• Exercise directions:
Reproduce without alteration the lines beginning with the one that contains "Expected: one pin per instance of the fireplace" and continuing through the final line, both included.

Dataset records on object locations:
▬▬▬▬▬▬▬▬▬▬
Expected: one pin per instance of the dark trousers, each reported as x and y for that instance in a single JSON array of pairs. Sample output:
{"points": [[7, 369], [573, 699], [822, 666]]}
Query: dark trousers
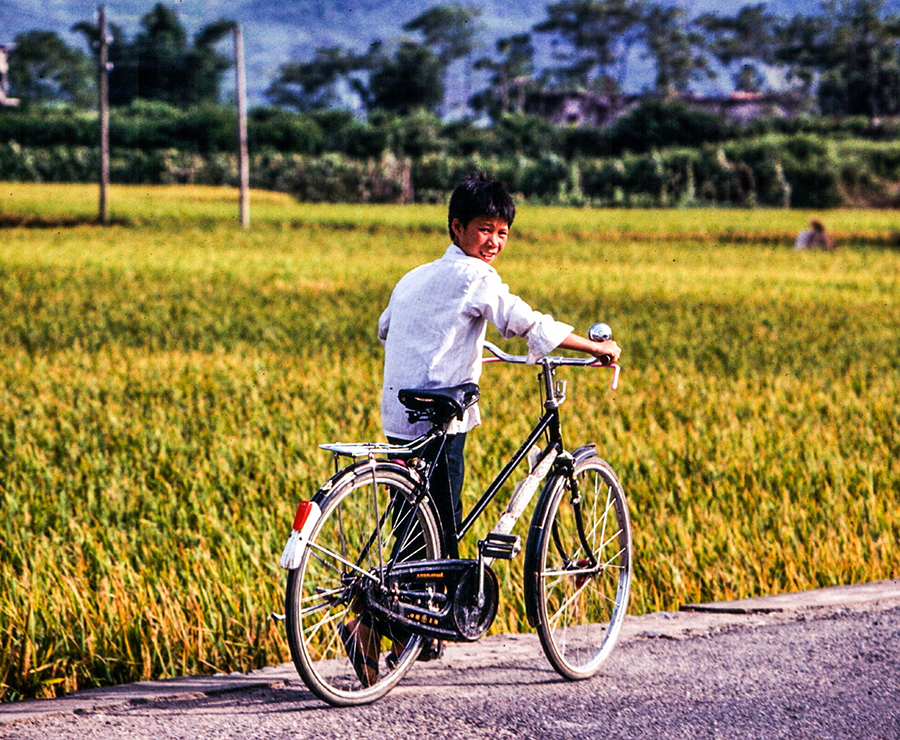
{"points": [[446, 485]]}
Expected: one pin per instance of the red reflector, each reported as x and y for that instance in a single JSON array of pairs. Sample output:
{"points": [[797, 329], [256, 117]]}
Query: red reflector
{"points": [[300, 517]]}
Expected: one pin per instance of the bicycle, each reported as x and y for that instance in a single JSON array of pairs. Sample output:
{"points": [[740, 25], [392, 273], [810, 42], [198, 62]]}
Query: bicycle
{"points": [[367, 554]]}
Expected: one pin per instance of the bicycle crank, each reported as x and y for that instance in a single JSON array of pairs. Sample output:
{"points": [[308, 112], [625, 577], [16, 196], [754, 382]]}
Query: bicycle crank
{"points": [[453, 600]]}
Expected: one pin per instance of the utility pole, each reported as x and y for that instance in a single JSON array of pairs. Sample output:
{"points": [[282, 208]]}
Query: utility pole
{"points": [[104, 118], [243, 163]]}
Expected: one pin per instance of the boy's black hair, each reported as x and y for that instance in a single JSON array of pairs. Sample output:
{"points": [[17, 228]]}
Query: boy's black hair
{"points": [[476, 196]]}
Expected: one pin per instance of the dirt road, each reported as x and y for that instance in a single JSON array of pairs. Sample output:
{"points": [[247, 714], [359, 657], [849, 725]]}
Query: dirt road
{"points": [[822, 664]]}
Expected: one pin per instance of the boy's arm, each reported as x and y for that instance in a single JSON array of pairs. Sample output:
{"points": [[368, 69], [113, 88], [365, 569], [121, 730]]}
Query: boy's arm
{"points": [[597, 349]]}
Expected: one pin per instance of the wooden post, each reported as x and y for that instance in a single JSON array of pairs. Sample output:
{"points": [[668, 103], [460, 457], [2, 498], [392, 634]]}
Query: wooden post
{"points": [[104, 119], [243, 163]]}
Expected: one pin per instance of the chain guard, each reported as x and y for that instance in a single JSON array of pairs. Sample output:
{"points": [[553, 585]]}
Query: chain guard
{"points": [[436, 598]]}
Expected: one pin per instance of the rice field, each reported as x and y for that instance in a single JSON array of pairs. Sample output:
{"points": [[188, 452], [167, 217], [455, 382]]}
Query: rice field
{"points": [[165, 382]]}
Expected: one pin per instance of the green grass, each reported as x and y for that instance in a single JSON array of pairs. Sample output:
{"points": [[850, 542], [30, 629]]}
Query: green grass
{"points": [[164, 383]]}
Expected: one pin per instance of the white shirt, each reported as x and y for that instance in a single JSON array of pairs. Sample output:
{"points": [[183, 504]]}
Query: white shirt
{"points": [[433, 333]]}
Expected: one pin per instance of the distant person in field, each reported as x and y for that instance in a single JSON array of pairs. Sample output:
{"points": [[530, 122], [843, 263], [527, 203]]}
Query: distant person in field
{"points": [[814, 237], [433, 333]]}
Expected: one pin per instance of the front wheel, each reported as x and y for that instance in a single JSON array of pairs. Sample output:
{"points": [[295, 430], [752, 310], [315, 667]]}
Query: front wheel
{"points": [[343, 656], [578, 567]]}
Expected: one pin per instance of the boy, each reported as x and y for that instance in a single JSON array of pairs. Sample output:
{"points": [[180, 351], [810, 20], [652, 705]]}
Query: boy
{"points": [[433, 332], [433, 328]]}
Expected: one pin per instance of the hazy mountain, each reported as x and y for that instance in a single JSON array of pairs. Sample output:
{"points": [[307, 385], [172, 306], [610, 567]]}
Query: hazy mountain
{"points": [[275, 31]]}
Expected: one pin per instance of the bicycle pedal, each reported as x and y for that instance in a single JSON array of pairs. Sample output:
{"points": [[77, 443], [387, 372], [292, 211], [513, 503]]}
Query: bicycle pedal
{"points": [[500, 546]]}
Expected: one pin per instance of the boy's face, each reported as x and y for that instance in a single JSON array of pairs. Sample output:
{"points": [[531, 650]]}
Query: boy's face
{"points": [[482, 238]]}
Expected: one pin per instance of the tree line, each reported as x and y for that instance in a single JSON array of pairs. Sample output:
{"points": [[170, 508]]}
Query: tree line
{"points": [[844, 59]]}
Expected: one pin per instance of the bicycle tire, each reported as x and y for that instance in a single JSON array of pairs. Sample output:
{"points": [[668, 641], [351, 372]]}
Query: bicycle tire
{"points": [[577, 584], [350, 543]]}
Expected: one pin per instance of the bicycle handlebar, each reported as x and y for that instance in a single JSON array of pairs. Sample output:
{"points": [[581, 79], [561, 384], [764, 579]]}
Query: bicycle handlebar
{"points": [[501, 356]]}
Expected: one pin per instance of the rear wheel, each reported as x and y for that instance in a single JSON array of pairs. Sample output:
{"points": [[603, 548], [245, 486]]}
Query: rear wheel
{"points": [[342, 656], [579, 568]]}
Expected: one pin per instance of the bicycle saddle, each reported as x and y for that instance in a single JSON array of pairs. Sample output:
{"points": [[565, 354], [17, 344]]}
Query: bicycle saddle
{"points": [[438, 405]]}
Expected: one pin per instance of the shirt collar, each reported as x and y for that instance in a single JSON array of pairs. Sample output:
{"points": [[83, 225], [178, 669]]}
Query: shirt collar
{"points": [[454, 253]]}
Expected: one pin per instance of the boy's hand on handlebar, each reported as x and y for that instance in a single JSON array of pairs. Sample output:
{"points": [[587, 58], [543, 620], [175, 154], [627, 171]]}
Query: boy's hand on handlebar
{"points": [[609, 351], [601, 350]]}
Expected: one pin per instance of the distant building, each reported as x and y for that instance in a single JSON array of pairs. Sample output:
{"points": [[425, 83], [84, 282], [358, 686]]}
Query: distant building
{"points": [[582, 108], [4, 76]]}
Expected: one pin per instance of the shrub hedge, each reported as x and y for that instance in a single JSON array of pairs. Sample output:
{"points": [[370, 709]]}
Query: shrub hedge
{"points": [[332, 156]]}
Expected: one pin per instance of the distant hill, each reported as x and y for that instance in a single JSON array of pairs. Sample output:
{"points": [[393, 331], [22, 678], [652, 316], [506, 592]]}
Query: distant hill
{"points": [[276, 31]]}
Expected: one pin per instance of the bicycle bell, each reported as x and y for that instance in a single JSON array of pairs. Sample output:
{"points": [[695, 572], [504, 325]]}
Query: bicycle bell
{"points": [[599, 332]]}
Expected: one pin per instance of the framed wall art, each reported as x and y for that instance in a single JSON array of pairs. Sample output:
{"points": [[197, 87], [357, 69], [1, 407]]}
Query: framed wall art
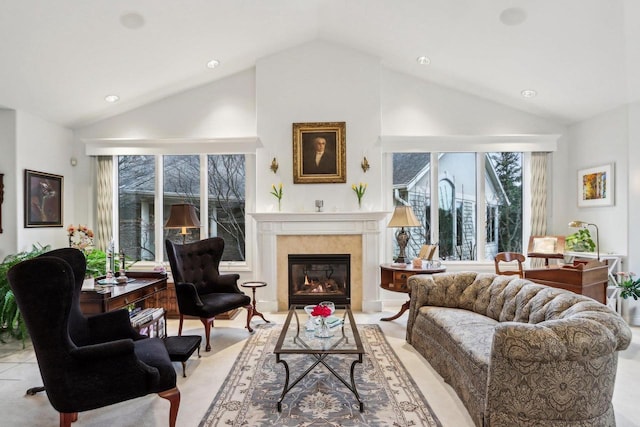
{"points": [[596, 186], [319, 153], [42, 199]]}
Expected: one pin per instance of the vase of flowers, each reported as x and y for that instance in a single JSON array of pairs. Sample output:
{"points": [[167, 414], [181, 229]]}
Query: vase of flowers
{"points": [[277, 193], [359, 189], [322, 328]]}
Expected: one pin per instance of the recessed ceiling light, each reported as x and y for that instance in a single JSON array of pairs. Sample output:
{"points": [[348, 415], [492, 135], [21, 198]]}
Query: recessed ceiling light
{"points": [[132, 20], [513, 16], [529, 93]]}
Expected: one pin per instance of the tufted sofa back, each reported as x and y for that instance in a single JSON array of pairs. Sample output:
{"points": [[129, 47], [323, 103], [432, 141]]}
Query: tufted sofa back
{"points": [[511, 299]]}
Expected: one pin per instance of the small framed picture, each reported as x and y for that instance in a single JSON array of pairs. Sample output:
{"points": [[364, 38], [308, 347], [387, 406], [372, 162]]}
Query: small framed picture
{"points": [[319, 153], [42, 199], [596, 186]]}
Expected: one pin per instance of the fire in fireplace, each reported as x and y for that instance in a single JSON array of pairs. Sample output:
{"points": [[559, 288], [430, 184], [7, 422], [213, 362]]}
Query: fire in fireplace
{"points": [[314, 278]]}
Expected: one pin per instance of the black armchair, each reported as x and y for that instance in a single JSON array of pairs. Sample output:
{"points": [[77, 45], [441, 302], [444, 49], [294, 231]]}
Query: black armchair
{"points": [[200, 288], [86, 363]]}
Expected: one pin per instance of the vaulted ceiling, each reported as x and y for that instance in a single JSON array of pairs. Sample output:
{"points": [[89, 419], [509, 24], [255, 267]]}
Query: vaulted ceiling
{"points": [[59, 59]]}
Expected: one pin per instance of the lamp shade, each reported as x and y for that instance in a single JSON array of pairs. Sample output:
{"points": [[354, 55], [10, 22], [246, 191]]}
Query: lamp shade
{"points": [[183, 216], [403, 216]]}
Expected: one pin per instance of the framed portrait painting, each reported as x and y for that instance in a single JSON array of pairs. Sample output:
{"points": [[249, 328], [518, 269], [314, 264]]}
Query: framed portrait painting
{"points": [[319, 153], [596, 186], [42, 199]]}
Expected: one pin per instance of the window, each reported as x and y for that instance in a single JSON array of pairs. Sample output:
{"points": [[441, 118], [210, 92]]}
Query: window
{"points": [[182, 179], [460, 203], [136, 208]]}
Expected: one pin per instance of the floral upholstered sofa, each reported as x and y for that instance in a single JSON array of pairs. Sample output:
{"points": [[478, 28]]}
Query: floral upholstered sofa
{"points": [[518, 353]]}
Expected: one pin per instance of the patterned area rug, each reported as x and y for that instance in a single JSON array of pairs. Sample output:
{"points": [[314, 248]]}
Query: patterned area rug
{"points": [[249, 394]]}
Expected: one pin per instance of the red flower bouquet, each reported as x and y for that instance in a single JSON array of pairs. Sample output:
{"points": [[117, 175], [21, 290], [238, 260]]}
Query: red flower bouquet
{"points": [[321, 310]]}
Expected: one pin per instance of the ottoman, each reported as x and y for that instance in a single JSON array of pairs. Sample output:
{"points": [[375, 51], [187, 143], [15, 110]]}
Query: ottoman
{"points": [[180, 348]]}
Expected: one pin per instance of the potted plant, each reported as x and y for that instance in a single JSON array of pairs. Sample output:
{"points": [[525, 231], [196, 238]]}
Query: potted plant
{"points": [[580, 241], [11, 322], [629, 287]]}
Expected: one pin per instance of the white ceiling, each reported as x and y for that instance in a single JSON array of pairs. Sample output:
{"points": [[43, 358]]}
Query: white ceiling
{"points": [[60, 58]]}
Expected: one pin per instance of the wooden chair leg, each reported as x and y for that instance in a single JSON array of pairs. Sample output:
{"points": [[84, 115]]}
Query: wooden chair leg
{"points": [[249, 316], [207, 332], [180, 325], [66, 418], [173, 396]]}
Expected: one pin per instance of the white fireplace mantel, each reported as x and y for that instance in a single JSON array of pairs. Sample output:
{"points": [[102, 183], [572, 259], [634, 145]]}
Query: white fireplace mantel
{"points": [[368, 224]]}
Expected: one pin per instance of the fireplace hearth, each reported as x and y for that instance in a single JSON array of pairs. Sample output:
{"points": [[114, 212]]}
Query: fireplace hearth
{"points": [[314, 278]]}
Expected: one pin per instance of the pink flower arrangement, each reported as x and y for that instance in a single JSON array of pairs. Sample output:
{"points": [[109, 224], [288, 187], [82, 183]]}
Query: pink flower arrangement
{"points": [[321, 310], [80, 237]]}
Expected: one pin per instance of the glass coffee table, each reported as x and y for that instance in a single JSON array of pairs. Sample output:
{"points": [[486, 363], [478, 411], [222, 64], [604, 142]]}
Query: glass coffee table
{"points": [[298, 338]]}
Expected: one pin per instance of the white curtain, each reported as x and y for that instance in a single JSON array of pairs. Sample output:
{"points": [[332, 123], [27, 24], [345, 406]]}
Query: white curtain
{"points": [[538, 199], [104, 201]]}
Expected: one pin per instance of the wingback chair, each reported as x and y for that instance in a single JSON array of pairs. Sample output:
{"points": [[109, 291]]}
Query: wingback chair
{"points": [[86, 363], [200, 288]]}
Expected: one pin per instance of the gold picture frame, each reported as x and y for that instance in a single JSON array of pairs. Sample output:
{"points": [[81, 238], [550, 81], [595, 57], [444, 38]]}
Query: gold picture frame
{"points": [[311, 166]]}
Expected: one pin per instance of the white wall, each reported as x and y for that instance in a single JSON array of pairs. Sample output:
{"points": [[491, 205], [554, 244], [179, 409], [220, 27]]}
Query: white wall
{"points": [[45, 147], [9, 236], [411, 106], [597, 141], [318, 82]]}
▬▬▬▬▬▬▬▬▬▬
• Exercise response:
Expected: one pin per instance of the fireplace hearth, each reported as x and y for that instance in a single JSON array of pairs. Sample output:
{"points": [[114, 212]]}
Query: fireplace hearth
{"points": [[314, 278]]}
Expected: one pin per instance of the pink flower arrangement, each reported as x and y for that instance in a single JSON array of pairs. Sample output:
{"points": [[109, 224], [288, 187], [82, 183]]}
Query: pink flower arrangement
{"points": [[321, 310], [80, 237]]}
Expected: one pin per instance of the glass coffee table, each reported as x and y for that instance in a single JSON array of pairs. Sample output:
{"points": [[486, 363], [478, 411], [222, 64], [604, 142]]}
Query: glass coffee table
{"points": [[298, 338]]}
Expected: one pin per instance of the white curtain, each reported as x and y for that instance in a single JSON array of pairs. Sample output:
{"points": [[332, 123], [27, 24], [345, 406]]}
Query: white curtain
{"points": [[538, 199], [104, 201]]}
Expected: one pin per instance of the wingback chair, each reported as x and y for that instance in a single JSON array of pairs. Sample output:
{"points": [[109, 291]]}
Query: wingback chair
{"points": [[86, 363], [200, 288]]}
Expected: one pin per instance of the gold picture frame, each reported as x and y for that instance in a single JSON array of pairs. Sample output:
{"points": [[81, 238], [550, 81], [595, 57], [444, 38]]}
Query: gold picture frame
{"points": [[311, 166]]}
Expected: one pin per instance of the white wall, each reported as x and y for that instance in a single JSON array of pairs. Sample output:
{"points": [[491, 205], [554, 244], [179, 409], [220, 27]]}
Query: white wall
{"points": [[45, 147], [9, 236], [411, 106], [597, 141], [318, 82]]}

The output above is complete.